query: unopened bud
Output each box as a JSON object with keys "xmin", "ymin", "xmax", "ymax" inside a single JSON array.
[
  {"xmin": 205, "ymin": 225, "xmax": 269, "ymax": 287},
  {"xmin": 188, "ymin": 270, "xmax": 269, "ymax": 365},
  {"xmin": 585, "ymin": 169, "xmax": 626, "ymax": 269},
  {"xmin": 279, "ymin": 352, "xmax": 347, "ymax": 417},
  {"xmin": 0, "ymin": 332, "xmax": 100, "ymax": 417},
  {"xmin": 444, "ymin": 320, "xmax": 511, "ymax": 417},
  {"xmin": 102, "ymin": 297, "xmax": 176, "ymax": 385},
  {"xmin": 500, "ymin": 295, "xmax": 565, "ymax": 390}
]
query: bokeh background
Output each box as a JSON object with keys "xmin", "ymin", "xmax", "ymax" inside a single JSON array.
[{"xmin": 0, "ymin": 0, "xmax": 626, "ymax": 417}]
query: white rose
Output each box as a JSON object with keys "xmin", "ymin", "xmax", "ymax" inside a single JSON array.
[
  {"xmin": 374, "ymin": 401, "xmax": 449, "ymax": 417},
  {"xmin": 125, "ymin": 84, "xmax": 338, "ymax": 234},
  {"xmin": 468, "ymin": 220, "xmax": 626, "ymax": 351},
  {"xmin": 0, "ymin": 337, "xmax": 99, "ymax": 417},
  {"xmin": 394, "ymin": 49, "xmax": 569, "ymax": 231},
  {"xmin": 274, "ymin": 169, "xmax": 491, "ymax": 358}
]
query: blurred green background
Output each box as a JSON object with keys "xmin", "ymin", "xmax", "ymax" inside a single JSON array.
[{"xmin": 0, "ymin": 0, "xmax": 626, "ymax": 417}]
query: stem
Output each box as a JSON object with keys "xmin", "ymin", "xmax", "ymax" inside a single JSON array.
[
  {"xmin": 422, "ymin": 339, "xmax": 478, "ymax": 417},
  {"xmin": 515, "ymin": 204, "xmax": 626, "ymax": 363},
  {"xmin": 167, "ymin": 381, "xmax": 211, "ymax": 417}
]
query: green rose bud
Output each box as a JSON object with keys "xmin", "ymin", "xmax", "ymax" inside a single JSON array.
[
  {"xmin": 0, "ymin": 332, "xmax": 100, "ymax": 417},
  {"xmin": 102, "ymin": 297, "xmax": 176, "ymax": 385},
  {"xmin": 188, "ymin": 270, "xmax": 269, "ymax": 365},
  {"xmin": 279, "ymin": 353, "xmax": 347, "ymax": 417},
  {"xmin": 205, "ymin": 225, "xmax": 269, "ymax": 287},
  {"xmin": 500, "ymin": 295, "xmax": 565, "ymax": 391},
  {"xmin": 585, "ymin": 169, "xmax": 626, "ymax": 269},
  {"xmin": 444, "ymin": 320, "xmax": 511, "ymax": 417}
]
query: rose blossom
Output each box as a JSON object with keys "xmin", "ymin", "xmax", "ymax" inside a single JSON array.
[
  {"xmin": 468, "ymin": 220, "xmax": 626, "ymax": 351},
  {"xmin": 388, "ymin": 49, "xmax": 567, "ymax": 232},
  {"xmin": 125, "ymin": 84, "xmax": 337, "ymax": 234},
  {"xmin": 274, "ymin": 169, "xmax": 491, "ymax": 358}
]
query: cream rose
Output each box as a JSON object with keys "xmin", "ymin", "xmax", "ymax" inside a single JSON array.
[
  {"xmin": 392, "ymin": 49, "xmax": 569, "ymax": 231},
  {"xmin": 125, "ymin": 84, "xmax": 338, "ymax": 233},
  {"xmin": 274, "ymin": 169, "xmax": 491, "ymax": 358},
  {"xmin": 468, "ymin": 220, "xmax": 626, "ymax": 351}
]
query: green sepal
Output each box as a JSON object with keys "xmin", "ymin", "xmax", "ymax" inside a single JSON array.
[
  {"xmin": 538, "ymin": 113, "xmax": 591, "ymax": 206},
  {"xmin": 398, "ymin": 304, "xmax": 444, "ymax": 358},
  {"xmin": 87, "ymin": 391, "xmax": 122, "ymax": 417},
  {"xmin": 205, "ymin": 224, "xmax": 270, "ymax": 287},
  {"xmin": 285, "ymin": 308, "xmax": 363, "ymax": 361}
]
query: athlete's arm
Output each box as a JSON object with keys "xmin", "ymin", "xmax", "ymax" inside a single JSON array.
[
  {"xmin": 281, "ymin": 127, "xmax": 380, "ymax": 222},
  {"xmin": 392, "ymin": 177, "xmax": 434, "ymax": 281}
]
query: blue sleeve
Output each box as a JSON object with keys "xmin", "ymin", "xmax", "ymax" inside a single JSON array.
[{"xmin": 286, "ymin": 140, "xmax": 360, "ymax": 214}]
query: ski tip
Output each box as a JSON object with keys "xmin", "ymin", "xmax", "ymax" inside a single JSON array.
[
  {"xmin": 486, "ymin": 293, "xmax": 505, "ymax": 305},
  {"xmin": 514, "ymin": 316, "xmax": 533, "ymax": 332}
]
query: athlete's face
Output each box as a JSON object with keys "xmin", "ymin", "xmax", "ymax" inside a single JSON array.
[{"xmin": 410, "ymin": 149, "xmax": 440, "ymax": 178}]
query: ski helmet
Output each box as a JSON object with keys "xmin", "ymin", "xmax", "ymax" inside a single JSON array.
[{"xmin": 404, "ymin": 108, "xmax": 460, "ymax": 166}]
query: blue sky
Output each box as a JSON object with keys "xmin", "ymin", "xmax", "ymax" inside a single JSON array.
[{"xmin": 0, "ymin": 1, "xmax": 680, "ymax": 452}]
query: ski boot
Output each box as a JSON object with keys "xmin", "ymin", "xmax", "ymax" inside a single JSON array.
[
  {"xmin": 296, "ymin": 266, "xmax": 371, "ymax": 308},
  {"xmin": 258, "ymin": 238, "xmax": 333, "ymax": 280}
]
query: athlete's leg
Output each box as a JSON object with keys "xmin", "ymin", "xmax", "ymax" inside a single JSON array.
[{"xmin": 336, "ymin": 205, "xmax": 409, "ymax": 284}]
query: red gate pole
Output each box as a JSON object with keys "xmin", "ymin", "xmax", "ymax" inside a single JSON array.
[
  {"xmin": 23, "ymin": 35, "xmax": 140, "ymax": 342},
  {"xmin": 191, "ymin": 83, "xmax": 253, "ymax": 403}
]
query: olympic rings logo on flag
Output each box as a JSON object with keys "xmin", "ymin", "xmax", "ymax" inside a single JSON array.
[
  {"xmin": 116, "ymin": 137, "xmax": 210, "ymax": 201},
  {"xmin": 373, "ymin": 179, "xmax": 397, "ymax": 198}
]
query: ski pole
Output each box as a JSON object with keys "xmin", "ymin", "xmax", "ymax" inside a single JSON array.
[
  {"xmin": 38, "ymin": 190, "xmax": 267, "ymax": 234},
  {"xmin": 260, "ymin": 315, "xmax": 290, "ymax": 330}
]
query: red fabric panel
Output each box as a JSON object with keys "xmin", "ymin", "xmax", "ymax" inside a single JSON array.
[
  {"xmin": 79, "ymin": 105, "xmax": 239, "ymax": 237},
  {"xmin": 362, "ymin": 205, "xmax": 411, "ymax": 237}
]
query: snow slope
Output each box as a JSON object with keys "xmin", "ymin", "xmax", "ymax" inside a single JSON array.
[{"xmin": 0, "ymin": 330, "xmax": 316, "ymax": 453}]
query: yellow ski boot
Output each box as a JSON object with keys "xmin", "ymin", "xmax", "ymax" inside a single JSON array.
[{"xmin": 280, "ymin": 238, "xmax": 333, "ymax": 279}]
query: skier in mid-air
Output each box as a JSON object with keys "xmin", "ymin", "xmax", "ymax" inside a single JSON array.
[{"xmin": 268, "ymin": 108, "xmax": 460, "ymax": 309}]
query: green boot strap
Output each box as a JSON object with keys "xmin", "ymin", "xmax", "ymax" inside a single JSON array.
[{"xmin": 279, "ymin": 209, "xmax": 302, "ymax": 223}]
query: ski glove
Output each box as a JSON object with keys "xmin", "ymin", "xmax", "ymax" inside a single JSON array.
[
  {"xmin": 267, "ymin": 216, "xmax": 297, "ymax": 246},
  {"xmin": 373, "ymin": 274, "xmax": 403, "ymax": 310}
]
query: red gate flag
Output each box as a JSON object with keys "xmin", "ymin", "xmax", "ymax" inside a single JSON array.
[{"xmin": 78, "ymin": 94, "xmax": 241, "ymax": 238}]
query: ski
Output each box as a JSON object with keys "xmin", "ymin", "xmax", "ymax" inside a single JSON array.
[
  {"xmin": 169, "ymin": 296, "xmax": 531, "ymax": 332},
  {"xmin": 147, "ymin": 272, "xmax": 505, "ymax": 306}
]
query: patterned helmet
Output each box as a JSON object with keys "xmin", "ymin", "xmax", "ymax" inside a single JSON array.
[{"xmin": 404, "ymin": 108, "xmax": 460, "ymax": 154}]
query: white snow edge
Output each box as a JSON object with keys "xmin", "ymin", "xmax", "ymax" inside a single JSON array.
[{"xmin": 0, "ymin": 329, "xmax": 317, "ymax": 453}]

[TASK OBJECTIVE] Please scale the part of the records that opens with the line containing "query: patterned helmet" and closes with the end of the records, writing out all of its lines again, not only the answers. Multiply every box coordinate in the answers by 0.45 and round each result to a whole number, with halves going up.

[EXPECTED OUTPUT]
query: patterned helmet
Output each box as a JSON object with keys "xmin", "ymin", "xmax", "ymax" inside a single JSON array.
[{"xmin": 182, "ymin": 49, "xmax": 207, "ymax": 69}]
query: white snow edge
Output each box as a JSON object with keys "xmin", "ymin", "xmax", "ymax" inside a single JSON array.
[{"xmin": 0, "ymin": 148, "xmax": 143, "ymax": 204}]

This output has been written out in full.